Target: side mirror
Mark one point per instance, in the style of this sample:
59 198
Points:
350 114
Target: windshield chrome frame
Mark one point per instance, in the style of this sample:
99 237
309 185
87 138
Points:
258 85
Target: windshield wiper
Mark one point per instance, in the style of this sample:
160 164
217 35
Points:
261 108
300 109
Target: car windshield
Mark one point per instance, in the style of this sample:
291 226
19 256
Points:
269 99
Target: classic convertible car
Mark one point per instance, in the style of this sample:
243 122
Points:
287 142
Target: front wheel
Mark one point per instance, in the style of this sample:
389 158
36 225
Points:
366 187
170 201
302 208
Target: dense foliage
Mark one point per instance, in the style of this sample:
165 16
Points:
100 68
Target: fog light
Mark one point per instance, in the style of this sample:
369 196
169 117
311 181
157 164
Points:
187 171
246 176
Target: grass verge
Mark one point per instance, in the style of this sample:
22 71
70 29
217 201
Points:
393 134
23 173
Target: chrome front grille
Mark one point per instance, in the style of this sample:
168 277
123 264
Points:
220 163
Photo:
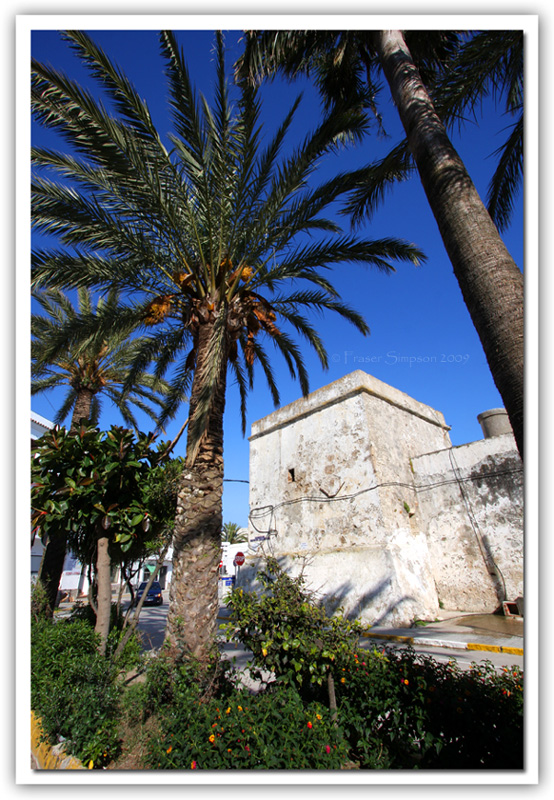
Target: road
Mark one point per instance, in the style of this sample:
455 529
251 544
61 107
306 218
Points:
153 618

========================================================================

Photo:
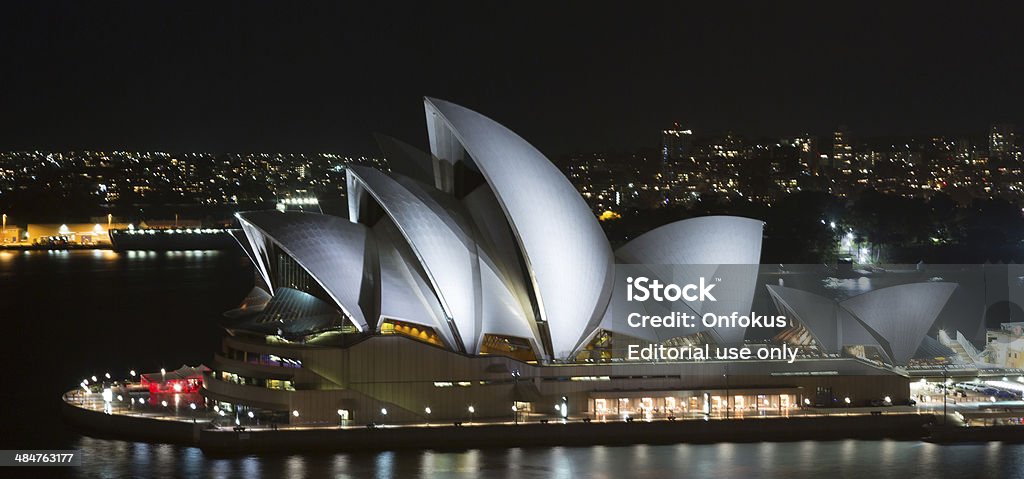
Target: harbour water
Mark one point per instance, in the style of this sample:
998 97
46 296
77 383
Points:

========================================================================

Please pick out every line of the data above that contains the string "Target". Case counts.

TASK ANSWER>
Target: side mirror
Target: windshield chrome frame
Target: windshield wiper
Target: car windshield
Target: classic convertible car
Target: front wheel
Target: dense foliage
Target: fog light
Target: grass verge
Target: chrome front grille
Target: road
Target: harbour water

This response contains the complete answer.